• PROVIDED TEXT:
########################################

I believe we must start with this:

And any game where Scott Brooks draws a technical has to be weird, right? Now you have to give the Milwaukee Bucks this much: they held the high-powered Thunder to 40 points in the first half. Then again, that’s all they scored. Milwaukee was shooting a blah 37 percent in that half; OKC managed a pitiful 31. The Thunder then ran off a 32-25 third quarter, but the Bucks would not go away, and it took another Serge Ibaka Special to close it out: Ibaka had 20 rebounds, tying his career high, and 15 points. Thunder 92, Bucks 79, and good night, Milwaukee, thanks for playing.

Both sides were a bit depleted. The Bucks were missing Caron Butler, Carlos Delfino and Ersan İlyasova; the Thunder lost Thabo Sefolosha to the dreaded “flu-like symptoms,” and Kendrick Perkins was back. Rookie Andre Robberson drew his first start ever, and while he was in, he did a reasonable job of keeping O. J. Mayo out of the cylinder, though Mayo did knock down five treys (in 11 tries) on his way to a team-high 22 points. (The Thunder managed only five treys in aggregate.) The Bucks collected one more rebound than the Thunder (53-52), with Zaza Pachulia and Ekpe Udoh splitting 24 of them. Second-year man Khris Middleton started in place of Butler, and he did decently enough, with 14 points on probably too many shots.

########################################

• INFORMATION SUPPLIED:

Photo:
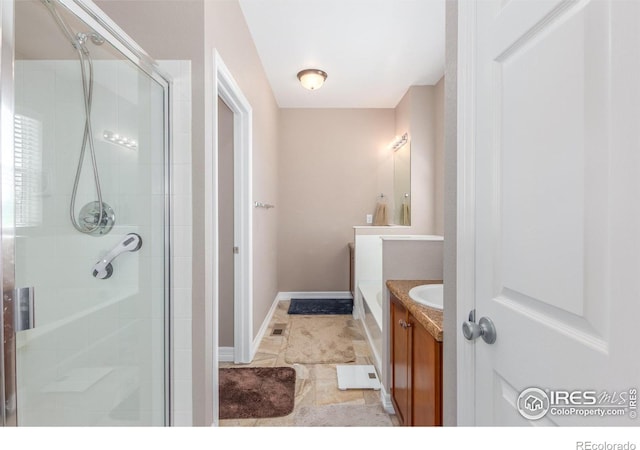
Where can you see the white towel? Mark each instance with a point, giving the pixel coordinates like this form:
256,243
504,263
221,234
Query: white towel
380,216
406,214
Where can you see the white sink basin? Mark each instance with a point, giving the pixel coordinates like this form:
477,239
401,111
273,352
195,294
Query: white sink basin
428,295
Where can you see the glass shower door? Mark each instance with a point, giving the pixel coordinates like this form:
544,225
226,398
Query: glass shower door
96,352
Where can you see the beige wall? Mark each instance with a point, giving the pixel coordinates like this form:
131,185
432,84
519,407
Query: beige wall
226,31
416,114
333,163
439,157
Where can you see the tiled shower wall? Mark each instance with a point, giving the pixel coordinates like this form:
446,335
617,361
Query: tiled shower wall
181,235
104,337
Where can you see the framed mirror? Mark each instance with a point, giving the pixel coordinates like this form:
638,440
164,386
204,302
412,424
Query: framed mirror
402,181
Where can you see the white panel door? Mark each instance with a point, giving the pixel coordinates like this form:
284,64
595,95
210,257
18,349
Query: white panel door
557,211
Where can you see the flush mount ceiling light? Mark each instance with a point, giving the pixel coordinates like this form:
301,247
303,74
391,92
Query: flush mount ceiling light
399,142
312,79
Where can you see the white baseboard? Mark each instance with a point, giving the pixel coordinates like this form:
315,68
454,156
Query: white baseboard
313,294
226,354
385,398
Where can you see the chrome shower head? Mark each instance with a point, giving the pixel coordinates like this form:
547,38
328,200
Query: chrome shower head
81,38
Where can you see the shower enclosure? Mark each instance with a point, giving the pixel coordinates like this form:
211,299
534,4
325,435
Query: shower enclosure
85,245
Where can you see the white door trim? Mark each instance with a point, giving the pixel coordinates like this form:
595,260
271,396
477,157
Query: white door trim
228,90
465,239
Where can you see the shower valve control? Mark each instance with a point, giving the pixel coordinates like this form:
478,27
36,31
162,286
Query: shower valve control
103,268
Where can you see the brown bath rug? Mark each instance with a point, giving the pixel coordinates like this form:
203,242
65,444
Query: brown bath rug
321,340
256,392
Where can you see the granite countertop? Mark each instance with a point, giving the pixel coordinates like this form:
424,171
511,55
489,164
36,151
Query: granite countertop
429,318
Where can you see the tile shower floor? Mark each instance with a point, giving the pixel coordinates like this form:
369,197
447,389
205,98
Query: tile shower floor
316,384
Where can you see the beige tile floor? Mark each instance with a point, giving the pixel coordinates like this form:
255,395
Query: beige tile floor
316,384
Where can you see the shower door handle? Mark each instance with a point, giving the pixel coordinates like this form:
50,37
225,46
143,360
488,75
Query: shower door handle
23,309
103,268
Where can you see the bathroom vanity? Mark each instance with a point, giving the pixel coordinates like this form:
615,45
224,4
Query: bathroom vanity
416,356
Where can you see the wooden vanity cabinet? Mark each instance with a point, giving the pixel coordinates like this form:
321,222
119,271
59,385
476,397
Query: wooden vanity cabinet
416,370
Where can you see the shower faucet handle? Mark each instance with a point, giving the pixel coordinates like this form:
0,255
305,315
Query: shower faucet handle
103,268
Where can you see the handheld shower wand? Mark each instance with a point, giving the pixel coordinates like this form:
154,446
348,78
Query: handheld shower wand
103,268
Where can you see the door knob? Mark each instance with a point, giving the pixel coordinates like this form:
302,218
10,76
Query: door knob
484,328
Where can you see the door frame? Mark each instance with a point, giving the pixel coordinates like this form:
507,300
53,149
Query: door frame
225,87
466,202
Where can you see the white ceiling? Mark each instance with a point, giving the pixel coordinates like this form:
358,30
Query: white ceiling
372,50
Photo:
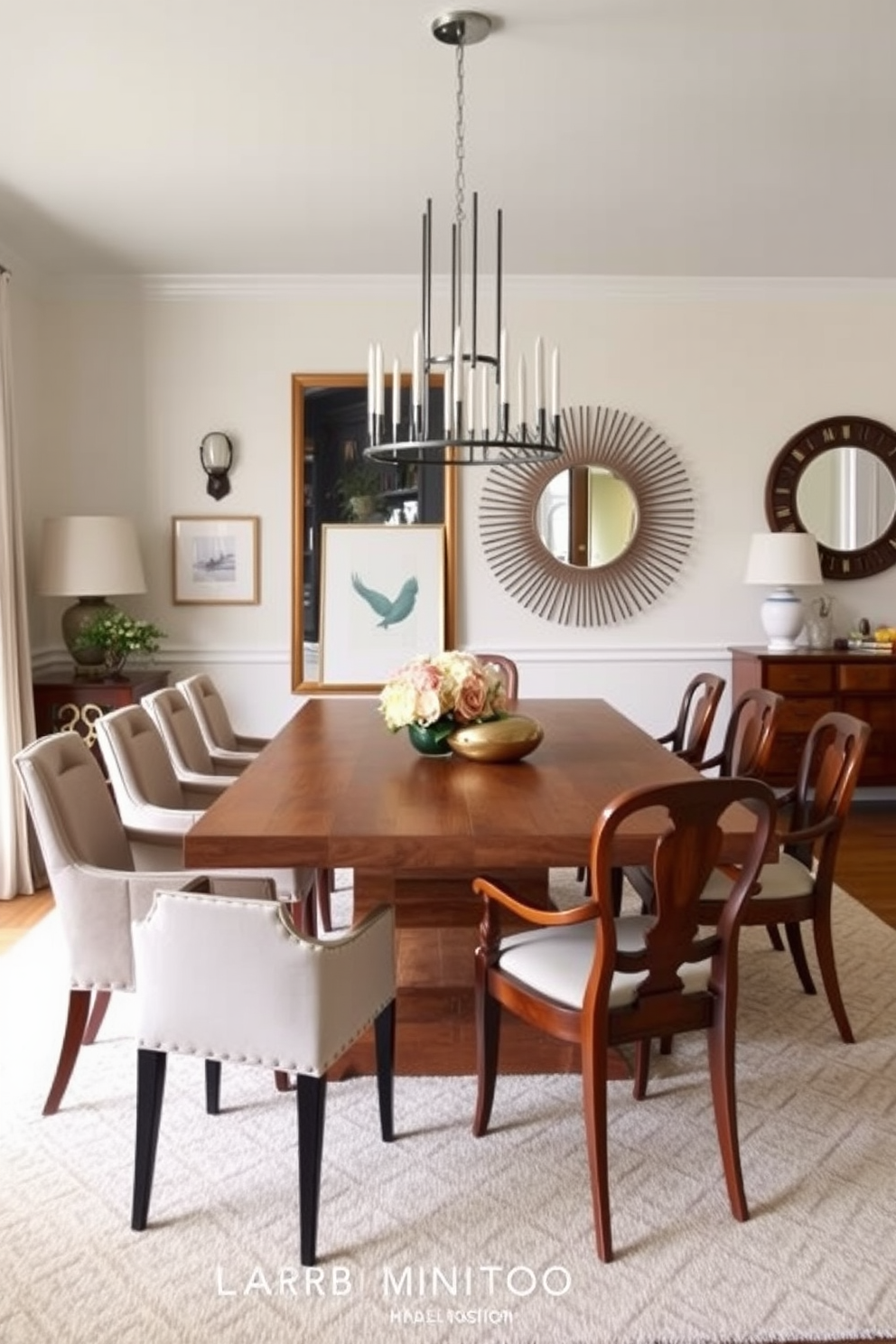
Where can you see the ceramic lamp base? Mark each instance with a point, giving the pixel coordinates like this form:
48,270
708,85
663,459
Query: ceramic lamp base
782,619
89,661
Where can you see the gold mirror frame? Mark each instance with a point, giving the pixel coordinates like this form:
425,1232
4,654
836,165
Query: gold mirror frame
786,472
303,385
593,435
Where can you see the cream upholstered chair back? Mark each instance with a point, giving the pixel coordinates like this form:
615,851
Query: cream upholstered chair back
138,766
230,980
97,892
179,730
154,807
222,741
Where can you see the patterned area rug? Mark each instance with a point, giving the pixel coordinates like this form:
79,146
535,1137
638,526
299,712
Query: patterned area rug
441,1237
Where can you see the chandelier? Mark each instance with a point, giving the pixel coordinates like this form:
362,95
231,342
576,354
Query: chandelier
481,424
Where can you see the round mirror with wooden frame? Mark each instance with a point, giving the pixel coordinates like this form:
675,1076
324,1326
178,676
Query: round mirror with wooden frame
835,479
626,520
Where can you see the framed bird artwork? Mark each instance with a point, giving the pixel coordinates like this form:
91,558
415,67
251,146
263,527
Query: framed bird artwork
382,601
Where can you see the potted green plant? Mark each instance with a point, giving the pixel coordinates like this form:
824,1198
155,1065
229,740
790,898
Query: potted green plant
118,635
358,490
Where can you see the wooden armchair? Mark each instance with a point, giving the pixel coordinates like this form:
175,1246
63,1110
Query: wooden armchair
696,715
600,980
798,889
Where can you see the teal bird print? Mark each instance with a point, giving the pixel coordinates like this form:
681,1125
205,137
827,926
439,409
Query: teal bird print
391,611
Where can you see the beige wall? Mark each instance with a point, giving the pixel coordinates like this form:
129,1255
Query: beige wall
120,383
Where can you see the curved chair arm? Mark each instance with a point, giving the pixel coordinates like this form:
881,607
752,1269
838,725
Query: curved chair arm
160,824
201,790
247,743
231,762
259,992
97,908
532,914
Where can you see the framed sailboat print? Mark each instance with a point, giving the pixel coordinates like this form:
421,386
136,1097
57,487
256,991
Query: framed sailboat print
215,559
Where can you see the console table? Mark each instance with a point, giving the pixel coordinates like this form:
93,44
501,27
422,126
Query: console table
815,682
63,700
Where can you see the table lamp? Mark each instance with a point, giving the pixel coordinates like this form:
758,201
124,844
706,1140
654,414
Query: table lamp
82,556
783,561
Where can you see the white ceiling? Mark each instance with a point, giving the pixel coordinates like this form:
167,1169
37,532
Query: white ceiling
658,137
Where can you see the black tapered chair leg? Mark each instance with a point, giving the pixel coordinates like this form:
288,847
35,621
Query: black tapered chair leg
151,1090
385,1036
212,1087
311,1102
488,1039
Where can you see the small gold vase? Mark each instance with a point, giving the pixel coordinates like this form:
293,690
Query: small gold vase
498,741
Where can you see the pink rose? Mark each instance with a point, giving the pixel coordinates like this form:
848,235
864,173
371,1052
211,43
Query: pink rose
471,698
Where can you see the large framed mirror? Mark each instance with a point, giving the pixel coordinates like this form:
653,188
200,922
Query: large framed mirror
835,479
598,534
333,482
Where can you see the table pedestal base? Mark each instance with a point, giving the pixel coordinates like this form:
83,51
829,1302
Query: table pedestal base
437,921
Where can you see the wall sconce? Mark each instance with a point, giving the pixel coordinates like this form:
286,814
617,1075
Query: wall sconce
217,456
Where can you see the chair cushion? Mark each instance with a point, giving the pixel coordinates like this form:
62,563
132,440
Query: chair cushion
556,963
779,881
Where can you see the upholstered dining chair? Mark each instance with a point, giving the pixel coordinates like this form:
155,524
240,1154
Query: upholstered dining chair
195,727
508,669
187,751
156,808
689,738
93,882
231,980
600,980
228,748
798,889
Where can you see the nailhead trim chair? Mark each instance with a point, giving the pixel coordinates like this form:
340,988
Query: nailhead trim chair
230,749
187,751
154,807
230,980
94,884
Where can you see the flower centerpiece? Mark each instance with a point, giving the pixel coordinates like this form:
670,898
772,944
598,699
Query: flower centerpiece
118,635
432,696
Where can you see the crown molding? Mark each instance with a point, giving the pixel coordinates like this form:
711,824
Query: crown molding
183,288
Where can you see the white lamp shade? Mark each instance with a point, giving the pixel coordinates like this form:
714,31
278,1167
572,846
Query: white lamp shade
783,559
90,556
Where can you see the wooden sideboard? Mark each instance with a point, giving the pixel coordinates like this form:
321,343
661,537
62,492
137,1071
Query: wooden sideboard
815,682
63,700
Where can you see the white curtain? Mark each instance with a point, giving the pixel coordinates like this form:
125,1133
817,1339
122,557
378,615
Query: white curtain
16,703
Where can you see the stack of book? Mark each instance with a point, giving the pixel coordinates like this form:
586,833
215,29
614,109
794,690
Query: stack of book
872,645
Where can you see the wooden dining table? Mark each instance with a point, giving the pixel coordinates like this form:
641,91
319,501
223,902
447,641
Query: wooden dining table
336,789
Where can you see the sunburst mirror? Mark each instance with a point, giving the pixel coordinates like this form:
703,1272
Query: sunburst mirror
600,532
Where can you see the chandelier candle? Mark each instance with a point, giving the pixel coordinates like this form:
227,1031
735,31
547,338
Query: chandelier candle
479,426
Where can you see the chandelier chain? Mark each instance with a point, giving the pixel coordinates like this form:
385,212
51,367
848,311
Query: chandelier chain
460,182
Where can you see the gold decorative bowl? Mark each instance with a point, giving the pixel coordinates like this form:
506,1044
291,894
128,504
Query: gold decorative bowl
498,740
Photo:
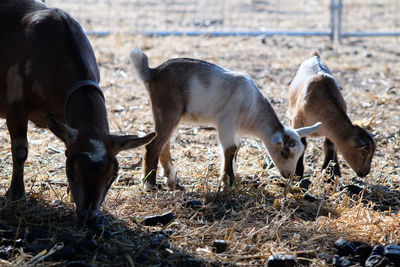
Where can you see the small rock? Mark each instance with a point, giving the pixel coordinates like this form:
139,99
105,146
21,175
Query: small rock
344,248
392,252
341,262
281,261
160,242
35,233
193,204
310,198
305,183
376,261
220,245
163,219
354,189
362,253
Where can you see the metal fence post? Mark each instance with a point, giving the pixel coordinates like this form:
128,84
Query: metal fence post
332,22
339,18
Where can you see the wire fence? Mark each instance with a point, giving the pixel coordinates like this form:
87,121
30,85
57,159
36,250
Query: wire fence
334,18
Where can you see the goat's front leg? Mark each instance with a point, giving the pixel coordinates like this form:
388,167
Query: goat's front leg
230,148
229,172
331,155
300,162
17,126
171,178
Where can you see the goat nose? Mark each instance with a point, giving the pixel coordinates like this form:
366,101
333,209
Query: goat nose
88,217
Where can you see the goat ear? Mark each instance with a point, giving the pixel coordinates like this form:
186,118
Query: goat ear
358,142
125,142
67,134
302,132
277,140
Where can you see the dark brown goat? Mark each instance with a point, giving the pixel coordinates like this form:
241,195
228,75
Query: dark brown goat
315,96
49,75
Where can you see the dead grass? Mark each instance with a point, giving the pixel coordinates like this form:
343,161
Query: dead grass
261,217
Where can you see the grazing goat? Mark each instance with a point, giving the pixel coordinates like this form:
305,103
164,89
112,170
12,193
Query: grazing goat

########################################

• ACTIVITIES:
[1] Answer these questions using the Thunder–Bucks game recap, one line each, marked the same way:
(a) How many rebounds did Serge Ibaka have?
(b) Which Thunder player missed the game with "flu-like symptoms"?
(c) How many three-pointers did O. J. Mayo make, and in how many attempts?
[2] Continue the Thunder–Bucks game recap, starting after its last sentence.

• RESULTS BY TASK:
[1]
(a) 20
(b) Thabo Sefolosha
(c) Five, in 11 attempts

[2]
With Ibaka making all the noise, no one noticed Russell Westbrook calmly — for Westbrook, anyway — dropping in 10 of 20 for a game-high 26 points despite bricking three free throws. Kevin Durant tacked on 24, and Reggie Jackson added 11 to lead the bench, though Nick Collison was the guy with the high plus: +16 for the night.

What makes you feel better after a fairly scary three-game road trip? Why, a six-game homestand, and that’s what’s coming, starting with the Nuggets on Monday night.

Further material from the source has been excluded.